■ What is required: Copy every row below word for word, changing nothing.

■ Rows from a collection:
============================================================
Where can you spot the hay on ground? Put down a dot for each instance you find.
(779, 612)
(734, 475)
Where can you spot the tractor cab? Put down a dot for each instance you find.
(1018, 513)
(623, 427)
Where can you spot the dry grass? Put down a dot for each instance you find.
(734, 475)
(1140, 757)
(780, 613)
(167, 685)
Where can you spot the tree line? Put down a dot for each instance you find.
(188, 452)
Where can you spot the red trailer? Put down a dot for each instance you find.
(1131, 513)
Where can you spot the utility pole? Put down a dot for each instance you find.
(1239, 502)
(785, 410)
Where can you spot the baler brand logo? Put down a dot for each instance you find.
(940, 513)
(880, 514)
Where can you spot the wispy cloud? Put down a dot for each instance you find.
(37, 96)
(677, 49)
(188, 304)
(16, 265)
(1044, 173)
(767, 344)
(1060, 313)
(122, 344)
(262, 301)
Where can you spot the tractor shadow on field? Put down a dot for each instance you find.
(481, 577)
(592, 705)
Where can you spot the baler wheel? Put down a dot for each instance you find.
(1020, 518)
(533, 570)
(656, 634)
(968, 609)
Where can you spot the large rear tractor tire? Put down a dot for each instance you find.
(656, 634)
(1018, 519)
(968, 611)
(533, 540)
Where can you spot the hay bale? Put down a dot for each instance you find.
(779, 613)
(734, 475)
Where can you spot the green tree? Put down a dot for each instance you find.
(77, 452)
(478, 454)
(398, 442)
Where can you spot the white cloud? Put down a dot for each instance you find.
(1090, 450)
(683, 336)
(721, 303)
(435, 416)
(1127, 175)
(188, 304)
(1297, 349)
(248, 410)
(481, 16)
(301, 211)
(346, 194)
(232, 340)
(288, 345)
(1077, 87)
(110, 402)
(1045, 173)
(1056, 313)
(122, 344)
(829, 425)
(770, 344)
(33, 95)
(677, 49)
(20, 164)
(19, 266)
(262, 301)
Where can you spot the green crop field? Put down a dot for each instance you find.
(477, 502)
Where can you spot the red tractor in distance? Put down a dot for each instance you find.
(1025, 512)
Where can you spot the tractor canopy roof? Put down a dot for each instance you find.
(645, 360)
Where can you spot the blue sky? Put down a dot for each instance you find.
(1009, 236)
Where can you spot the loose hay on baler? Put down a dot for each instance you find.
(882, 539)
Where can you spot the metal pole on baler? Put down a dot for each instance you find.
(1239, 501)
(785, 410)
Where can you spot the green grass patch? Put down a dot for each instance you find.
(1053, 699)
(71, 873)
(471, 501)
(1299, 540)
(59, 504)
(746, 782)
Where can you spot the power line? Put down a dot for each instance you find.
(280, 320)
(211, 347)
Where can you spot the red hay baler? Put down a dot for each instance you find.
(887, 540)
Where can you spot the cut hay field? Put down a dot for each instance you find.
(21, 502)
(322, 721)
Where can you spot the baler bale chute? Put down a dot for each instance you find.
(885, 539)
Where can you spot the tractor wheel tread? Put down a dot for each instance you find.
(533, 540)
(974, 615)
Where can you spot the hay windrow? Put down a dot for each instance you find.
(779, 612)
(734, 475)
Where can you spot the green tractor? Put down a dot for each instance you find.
============================================================
■ Solution to the problem:
Where can you spot the hay on ground? Put down a dot for each instance you find.
(779, 612)
(734, 475)
Where can you spot the tractor cab? Put down a dot for each instance you find.
(1018, 513)
(623, 427)
Where can you spot the dry grass? Put down a dot for each instance you find.
(734, 475)
(1140, 757)
(780, 613)
(167, 685)
Where can you spot the tree line? Put down a dot for each instance you find.
(188, 452)
Where can you spot the red trailer? Put down a dot for each instance you find.
(1131, 513)
Where can you spot the utility pole? Put down a dot for each instance you find.
(1239, 502)
(785, 410)
Where can you spot the baler brand logo? Put down a dot for each instance you find.
(940, 513)
(880, 514)
Where can you spot the wispy cloud? Put down a dot for each instance you find.
(37, 96)
(677, 49)
(188, 304)
(16, 265)
(1044, 173)
(767, 344)
(1060, 313)
(122, 344)
(262, 301)
Where can you spot the tractor shadow on field? Put down a dot for each instance you find.
(481, 577)
(592, 705)
Where can you spot the baler wheel? Put down a dot for each instance you find.
(1020, 518)
(533, 570)
(656, 634)
(968, 609)
Where can you spot the large rear tractor tire? Put down a dot for each instance you find.
(656, 634)
(1018, 519)
(968, 611)
(533, 540)
Where can you spot the hay bale? Put down a dot for each instance you find.
(779, 613)
(734, 475)
Where can you spot the green tree? Put down a dot for each instance you find.
(77, 452)
(478, 454)
(398, 442)
Where can you spot the white cloud? Put down a dot for each instance you find.
(1090, 450)
(683, 336)
(721, 303)
(435, 416)
(1127, 175)
(188, 304)
(1297, 349)
(248, 410)
(481, 16)
(301, 211)
(346, 194)
(232, 340)
(288, 345)
(1077, 87)
(110, 402)
(1045, 173)
(1056, 313)
(122, 344)
(829, 425)
(770, 344)
(33, 95)
(677, 49)
(20, 164)
(19, 266)
(262, 301)
Where can you spot the green crop field? Put down a dot for each instance you find.
(477, 502)
Where can you spot the red tractor in distance? Put down a dot for each instance you find.
(1025, 512)
Where can you spot the tractor canopy roof? Put down a dot for each instance you find.
(645, 360)
Where can you spot the blue sky? Put down a dot for each instance you find.
(1009, 236)
Where can you spot the loose hay on baler? Put down a dot for each instance you find.
(882, 539)
Where can you spot the metal pole on baler? Put down a dot for each instance you find.
(1239, 501)
(785, 410)
Where can you spot the green grass patch? Put down a dot for each instance you find.
(1053, 699)
(71, 873)
(471, 501)
(1299, 540)
(59, 504)
(746, 782)
Where can you spot the power line? Put down a dot for each instance you find.
(280, 320)
(211, 347)
Where can you spot the red hay baler? Put down a dot for each instance you find.
(887, 540)
Where can you spot the cut hay field? Put down a dot for each instance you find.
(21, 502)
(322, 721)
Where can you spot the baler bale chute? Put down a dot for each instance you find.
(885, 539)
Where can you spot the tractor wheel tread? Put down a dot for each instance you find.
(533, 540)
(974, 615)
Where can you spot the hay windrow? Put down a dot for each instance you find.
(779, 612)
(734, 475)
Where can you spot the green tractor? Put down a dot for each instance you find.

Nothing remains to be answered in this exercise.